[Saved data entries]

=====

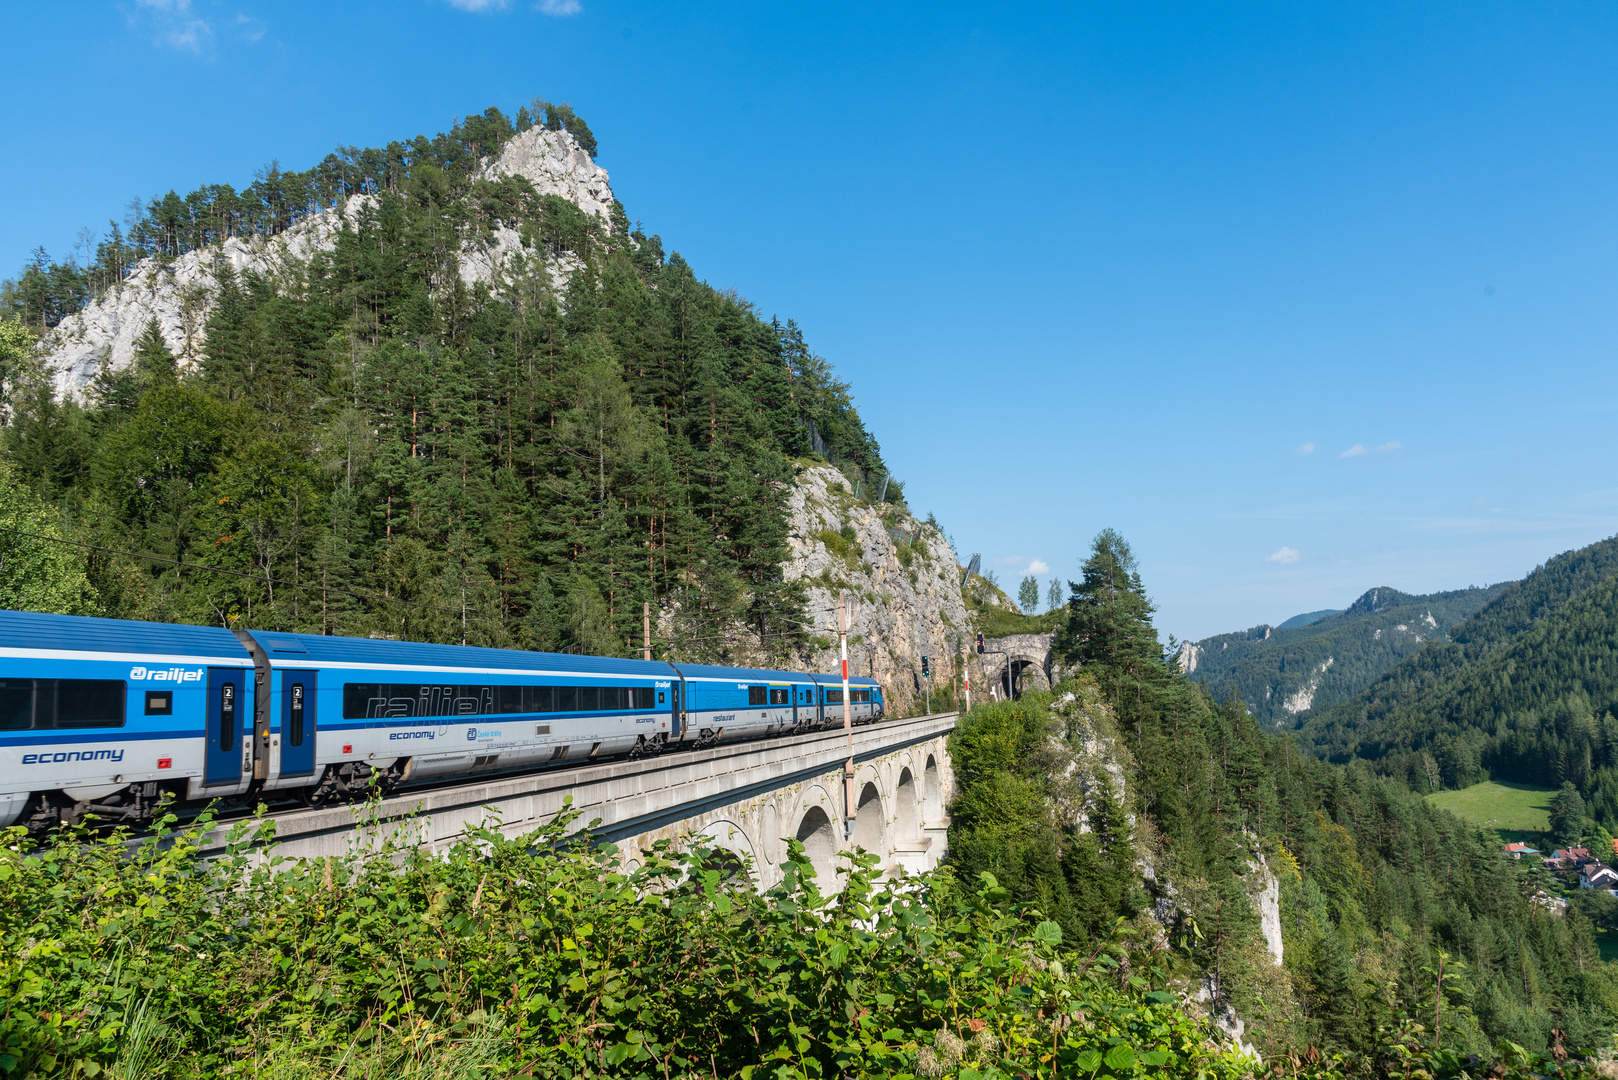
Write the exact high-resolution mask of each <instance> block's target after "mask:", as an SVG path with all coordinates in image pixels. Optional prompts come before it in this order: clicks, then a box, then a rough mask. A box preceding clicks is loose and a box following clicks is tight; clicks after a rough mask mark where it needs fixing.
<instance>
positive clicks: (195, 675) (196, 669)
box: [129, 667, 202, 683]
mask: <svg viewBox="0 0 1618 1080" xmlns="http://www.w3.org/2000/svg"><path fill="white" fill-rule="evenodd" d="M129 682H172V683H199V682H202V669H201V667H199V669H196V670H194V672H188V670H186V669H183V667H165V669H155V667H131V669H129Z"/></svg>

=====

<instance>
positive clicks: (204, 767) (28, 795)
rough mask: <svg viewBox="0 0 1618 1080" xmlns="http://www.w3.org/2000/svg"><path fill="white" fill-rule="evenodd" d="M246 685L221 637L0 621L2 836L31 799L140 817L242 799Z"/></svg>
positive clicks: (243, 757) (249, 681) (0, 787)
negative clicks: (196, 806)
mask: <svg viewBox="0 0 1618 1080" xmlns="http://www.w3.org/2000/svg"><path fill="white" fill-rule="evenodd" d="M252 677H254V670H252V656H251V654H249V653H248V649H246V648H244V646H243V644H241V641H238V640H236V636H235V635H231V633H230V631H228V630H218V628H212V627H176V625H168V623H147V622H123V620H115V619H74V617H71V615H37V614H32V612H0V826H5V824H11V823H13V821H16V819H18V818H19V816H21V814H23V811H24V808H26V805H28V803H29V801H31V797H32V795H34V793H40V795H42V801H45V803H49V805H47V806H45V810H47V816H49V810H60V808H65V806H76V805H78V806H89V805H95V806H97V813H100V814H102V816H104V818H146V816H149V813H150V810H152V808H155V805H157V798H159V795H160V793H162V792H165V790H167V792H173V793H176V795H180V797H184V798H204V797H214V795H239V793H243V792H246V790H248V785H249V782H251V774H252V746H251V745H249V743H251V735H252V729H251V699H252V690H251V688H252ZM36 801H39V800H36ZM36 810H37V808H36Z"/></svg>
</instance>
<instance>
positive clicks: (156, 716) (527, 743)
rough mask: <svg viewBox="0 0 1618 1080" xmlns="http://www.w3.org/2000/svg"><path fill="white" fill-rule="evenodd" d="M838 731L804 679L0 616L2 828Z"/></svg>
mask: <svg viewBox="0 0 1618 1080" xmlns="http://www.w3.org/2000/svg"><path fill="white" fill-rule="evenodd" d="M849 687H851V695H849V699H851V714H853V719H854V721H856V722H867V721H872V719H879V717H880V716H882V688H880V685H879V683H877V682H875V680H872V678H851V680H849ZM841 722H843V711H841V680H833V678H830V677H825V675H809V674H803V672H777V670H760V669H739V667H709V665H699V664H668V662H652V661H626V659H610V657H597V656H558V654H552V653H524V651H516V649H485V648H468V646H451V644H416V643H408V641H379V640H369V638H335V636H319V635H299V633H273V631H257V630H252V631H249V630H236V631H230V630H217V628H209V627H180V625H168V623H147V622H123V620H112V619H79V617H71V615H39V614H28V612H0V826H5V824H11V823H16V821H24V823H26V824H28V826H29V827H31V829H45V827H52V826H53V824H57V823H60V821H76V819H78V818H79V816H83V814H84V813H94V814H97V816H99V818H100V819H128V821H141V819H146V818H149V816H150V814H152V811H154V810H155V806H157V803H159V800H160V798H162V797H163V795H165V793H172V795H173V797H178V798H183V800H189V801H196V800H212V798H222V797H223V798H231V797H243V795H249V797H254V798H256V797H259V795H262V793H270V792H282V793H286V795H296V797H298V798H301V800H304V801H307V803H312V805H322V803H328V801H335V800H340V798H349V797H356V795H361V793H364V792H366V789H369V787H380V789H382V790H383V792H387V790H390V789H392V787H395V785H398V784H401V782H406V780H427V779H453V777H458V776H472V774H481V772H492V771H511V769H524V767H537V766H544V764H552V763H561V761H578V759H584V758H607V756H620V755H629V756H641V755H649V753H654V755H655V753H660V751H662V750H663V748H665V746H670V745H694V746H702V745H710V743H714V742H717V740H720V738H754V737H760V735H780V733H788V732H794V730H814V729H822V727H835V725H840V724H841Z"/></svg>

=====

### WORK REQUEST
A single number is the whole answer: please count how many lines of the records above include the string "positive".

### RESULT OF THE EXERCISE
4